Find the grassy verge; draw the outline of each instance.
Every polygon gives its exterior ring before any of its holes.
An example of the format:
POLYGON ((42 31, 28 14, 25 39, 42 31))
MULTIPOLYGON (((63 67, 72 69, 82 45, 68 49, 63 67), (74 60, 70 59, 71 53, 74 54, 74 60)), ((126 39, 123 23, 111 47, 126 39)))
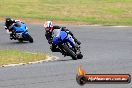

_STATED TASK_
Copy the text of the material above word for word, leaving out the picture.

_SOLVED PROBLEM_
Find the grassy verge; draw the outline of each instance.
Every polygon gives its exterior ring before any of its holes.
An example of the format:
POLYGON ((42 31, 28 14, 25 39, 42 31))
MULTIPOLYGON (((63 67, 72 69, 82 45, 68 49, 63 67), (74 60, 70 59, 71 53, 74 54, 74 60)), ((126 39, 123 23, 111 47, 126 39)))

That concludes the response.